> [VORLIEGENDER TEXT]:
____________________

Die Wahrheit: Gemixte Gefühle
Am 13. Mai ist Tag des Cocktails. Ein paar ebenso passende wie köstliche Rezepte für schwer Gemischtes und leicht Vermischtes.
Längst hat die Pandemie unsere Trinkgewohnheiten verändert. Wegen der Zugangssperren für Bars spielt sich dort wenig ab, eher schon, je nach Inzidenz, in der Außengastronomie. Nicht selten poppen in gewöhnlichen Kellern spontane „Skihüttn“ auf. Homedrinking ist schwer angesagt und erspart die Barzahlung. Hier lassen sich nach exzessivem Binge-Glotzing ungestört die Cocktail-Gebräuche internationaler Filme und Serien im Maßstab eins zu eins nachspielen: Die Tequila-Mischung aus „Narcos“ oder aus „Mad Men“ den „Old Fashioned“ mit Amarenokirsche und Angostura – im Getümmel kann durchaus mal verstohlen aufs Etikett schielen, wer wissen will, worum es sich um Gottes willen bei Angostura handelt.

____________________

> [BEREITGESTELLTE DATENSÄTZE]:
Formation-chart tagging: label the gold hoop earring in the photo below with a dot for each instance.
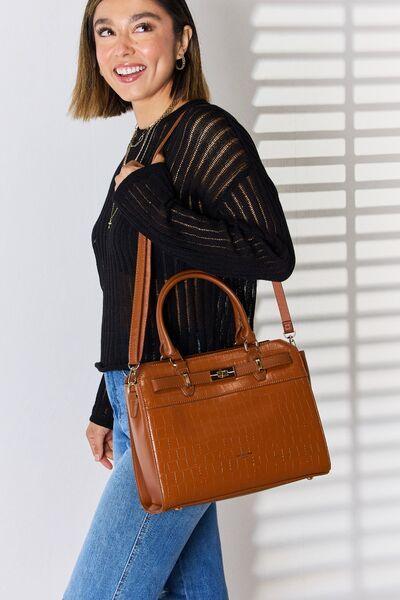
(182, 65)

____________________

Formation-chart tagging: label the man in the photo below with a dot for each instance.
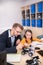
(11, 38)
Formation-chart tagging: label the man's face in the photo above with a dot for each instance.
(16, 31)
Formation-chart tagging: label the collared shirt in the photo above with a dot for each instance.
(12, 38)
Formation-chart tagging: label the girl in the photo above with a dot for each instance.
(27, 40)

____________________

> [DEINE AUFGABE]:
Wie lautet der Abschnitt von „Die Wahrheit: Gemixte“ bis „bei Angostura handelt.“ aus dem Text zum Tag des Cocktails, wenn du ihn aktualisierst und darin „Kellern“ durch „Wohnzimmern“ ersetzt?

> [ANTWORT]:
Die Wahrheit: Gemixte Gefühle
Am 13. Mai ist Tag des Cocktails. Ein paar ebenso passende wie köstliche Rezepte für schwer Gemischtes und leicht Vermischtes.
Längst hat die Pandemie unsere Trinkgewohnheiten verändert. Wegen der Zugangssperren für Bars spielt sich dort wenig ab, eher schon, je nach Inzidenz, in der Außengastronomie. Nicht selten poppen in gewöhnlichen Wohnzimmern spontane „Skihüttn“ auf. Homedrinking ist schwer angesagt und erspart die Barzahlung. Hier lassen sich nach exzessivem Binge-Glotzing ungestört die Cocktail-Gebräuche internationaler Filme und Serien im Maßstab eins zu eins nachspielen: Die Tequila-Mischung aus „Narcos“ oder aus „Mad Men“ den „Old Fashioned“ mit Amarenokirsche und Angostura – im Getümmel kann durchaus mal verstohlen aufs Etikett schielen, wer wissen will, worum es sich um Gottes willen bei Angostura handelt.